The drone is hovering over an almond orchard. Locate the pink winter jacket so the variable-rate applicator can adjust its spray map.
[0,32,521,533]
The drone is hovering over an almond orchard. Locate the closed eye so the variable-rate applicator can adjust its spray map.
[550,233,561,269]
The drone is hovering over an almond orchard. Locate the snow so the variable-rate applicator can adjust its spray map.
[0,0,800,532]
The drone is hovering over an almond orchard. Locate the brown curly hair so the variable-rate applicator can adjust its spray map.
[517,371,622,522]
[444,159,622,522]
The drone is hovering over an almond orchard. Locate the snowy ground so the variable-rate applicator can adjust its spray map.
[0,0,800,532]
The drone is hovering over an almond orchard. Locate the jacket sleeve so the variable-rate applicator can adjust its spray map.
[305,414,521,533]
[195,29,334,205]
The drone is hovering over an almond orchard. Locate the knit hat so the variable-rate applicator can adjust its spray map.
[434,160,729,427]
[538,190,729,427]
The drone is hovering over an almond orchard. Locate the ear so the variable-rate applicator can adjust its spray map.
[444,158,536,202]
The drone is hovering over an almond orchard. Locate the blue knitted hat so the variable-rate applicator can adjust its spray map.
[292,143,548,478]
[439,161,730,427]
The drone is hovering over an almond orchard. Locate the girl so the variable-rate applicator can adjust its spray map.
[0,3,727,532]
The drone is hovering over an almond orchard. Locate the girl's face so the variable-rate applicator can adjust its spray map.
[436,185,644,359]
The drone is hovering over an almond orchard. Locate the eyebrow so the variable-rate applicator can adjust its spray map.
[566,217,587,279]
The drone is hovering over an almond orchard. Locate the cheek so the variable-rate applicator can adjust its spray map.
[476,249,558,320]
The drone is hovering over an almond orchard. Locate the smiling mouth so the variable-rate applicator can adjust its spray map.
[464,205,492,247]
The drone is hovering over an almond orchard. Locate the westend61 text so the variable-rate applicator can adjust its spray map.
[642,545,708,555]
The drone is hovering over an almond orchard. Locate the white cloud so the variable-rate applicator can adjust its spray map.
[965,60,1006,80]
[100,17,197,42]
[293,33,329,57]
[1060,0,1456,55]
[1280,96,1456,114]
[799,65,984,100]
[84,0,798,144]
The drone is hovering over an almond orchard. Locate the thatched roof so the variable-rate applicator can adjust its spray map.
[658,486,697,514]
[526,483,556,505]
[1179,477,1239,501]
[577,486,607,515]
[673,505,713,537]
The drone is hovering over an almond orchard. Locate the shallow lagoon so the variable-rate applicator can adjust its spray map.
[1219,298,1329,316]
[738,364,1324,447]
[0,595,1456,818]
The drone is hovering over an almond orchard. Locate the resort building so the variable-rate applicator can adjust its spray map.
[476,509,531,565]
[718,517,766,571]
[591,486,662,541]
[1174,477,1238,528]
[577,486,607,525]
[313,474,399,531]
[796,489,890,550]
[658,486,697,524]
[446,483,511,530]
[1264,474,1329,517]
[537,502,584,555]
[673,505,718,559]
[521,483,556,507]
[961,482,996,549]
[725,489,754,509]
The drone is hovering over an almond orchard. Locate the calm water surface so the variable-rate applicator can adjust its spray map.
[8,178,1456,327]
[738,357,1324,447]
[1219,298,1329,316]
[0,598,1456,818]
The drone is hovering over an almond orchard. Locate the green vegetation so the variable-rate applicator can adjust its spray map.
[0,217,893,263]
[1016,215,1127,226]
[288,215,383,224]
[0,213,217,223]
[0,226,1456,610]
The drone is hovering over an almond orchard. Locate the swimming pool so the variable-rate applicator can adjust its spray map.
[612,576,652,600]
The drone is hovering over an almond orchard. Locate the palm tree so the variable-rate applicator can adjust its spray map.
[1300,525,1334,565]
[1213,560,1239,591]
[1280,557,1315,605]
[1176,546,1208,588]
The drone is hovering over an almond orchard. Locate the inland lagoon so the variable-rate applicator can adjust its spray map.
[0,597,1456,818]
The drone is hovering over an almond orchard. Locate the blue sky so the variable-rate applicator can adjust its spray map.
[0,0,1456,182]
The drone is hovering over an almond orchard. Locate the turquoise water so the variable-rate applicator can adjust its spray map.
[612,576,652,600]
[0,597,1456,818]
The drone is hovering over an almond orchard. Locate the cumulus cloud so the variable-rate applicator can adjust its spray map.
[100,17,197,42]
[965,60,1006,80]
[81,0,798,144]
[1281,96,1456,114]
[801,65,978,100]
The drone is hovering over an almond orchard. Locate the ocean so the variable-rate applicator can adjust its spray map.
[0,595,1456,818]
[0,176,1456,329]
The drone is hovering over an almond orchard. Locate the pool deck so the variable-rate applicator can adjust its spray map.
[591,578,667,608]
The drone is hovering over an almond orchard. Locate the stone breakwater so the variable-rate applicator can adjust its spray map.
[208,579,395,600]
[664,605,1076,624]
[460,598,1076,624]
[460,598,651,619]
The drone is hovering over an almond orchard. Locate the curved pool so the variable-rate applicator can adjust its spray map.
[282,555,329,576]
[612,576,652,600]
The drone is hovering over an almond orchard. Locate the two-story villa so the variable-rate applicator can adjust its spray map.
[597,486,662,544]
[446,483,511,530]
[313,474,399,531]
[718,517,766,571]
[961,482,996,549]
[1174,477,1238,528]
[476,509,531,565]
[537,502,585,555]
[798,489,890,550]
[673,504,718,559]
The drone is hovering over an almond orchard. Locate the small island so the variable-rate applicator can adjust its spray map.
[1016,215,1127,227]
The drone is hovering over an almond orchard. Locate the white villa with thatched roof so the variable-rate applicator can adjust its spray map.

◆ ◆ ◆ ◆

EXERCISE DESCRIPTION »
Present all of the data above as a numbered list, one line per item, and leave out any blank lines.

FINAL RESULT »
1. The drone is hovering over an almond orchard. Locate the pink winter jacket so the variable-rate applicator can adjust its spray map.
2. [0,32,521,533]
3. The drone is hovering over an almond orchard. Locate the closed eye so the variable-rate applicator can adjust its spray map.
4. [550,233,561,269]
5. The drone is hovering over an almond orchard. Locate the snow so the variable-rate applicator can adjust its spray map.
6. [0,0,800,532]
7. The drone is hovering over an almond orchard. Locate the brown curly hair so the variable-rate applicator can adjust its spray map.
8. [517,371,622,522]
9. [444,159,622,522]
10. The drone is hovering over an almond orchard. Locate the snowy ground so the variable-rate applicator can adjust its spray map.
11. [0,0,800,532]
12. The drone is hovering over an almond orchard. Locate the jacket sleeve so the variable-rate applicator can adjust its spray map.
13. [305,414,521,533]
14. [195,29,334,205]
15. The drone is hovering over an almond orchard. Locate the knit hat so the variable-rate applicator can adjust its spray map.
16. [434,160,729,427]
17. [538,190,729,427]
18. The drone is hovering over an almond orchard. Locate the ear so the variable-rate applicator can adjust its spray map.
19. [444,158,536,202]
20. The drone is hovering over an almond orchard. Locate the blue knitted hat so the variable-rate applicator can adjust its spray map.
21. [292,143,548,478]
22. [439,161,730,427]
23. The drone is hovering over an almond orchard. Locate the girl so the variable-rate applicator can adjust its spray map.
24. [0,3,727,532]
25. The drone is hovering over an almond orchard. Locate the girl's face so the variable-rate applicator can adjust its spray map.
26. [436,185,644,359]
27. The drone is hovering over an almond orchard. Locate the eyebrow so the variable-rate applicator can adjust its spray map.
28. [566,217,587,279]
29. The drone is hovering over an almond orchard. Locate the cheek so the variable-rate applicator can adjust its spray map.
30. [476,249,558,320]
31. The drone is hovering over an almond orchard. Locate the smiling mouth so the variable-rate applicator can adjust its spray map.
32. [464,205,492,247]
33. The drone is hovering over an almond orchard. Locate the westend61 text so the variable-rate applicator can adjust its spray map.
34. [642,545,708,555]
35. The drone is hovering over an almond orchard. Locate the white cloud so the variable-rate applicator can adjust its spray map.
36. [965,60,1006,80]
37. [100,17,197,42]
38. [293,33,329,57]
39. [1060,0,1456,55]
40. [1280,96,1456,114]
41. [799,65,984,100]
42. [84,0,798,144]
43. The drone is hovering over an almond orchard. Locate the thatched roof so the variable-rate applicator can adjust its spray map.
44. [658,486,697,514]
45. [526,483,556,505]
46. [1179,477,1239,501]
47. [577,486,607,515]
48. [673,505,713,537]
49. The drone is hovering over an almond orchard. Locate the shallow lagoon so the variable-rate applicator can adjust its spray map.
50. [1219,298,1329,316]
51. [738,364,1324,447]
52. [0,595,1456,818]
53. The drone is hovering over an almond orchard. Locate the resort building so the variable-rate applicator can adjust its spray map.
54. [476,509,531,565]
55. [718,517,766,571]
56. [591,486,662,541]
57. [1174,477,1238,528]
58. [577,486,607,525]
59. [313,474,399,531]
60. [796,489,890,550]
61. [658,486,697,524]
62. [446,483,511,530]
63. [1264,474,1329,517]
64. [537,502,584,555]
65. [673,505,718,559]
66. [521,483,556,507]
67. [961,482,996,549]
68. [725,489,754,509]
69. The drone is hovering over an almond orchard. Locate the calm water surface so the variable-rate applicator can adjust its spray map.
70. [8,178,1456,327]
71. [738,357,1324,447]
72. [1219,298,1329,316]
73. [0,598,1456,818]
74. The drone is hovering over an almond orchard. Locate the green vegetation so the variable-rate applicator can adjust its spray map.
75. [0,217,893,263]
76. [1016,215,1127,226]
77. [288,215,383,224]
78. [0,213,217,223]
79. [0,226,1456,610]
80. The drone is hovering over an almond orchard. Locate the swimming pool so the variable-rate applicator can adjust its spray map.
81. [612,576,652,600]
82. The drone is hovering over an almond orchard. Locate the palm tree so the variable-rate applicator can adjust its spray map.
83. [1300,525,1334,565]
84. [1213,560,1239,591]
85. [1280,557,1315,605]
86. [1176,546,1208,588]
87. The drone is hovering over an almond orchard. Locate the inland lagoon so the variable-rate applicator can adjust its spray map.
88. [0,597,1456,818]
89. The drone is hovering over an almond orchard. Locate the blue sky so the variable-rate applicator can adjust its spray map.
90. [0,0,1456,182]
91. The drone is hovering over an almond orchard. Locate the turquoise water so the variable-rate applicator can adjust its spray map.
92. [612,576,652,600]
93. [0,597,1456,818]
94. The drone is hovering over an almond orchard. Locate the cumulus cloud so the variable-rate applicator can adjust its spray map.
95. [100,17,197,42]
96. [965,60,1006,80]
97. [81,0,798,144]
98. [1281,96,1456,114]
99. [801,65,978,100]
100. The drone is hovering over an almond orchard. Locate the ocean so the variable-rate applicator can adjust its spray map.
101. [0,595,1456,818]
102. [0,176,1456,329]
103. The drone is hovering over an almond orchard. Locate the pool deck so the variable-rate applicator can adjust its spray map.
104. [591,578,667,608]
105. The drone is hovering over an almond orchard. Locate the stone breakwater so the variable-rate applicator can adjust its spray map.
106. [208,579,395,600]
107. [664,605,1076,624]
108. [460,598,1076,624]
109. [460,598,651,619]
110. The drone is hovering over an almond orchard. Locate the curved pool so the variable-rate applicator can adjust its spray map.
111. [282,555,329,576]
112. [612,576,652,600]
113. The drone is hovering over an almond orchard. Locate the two-story villa so the variable-rate applicator can adjust its spray map.
114. [597,486,662,544]
115. [446,483,511,530]
116. [313,474,399,531]
117. [718,517,766,571]
118. [961,482,996,549]
119. [1174,477,1238,528]
120. [476,509,531,565]
121. [537,502,585,555]
122. [798,489,890,550]
123. [673,504,718,559]
124. The drone is hovering over an almond orchard. Locate the small island so the variable-rate applicator can adjust its spray map.
125. [1016,215,1127,227]
126. The drone is hovering over an almond orchard. Locate the white villa with thatched roof so the variable-rate applicator can adjust its spray map.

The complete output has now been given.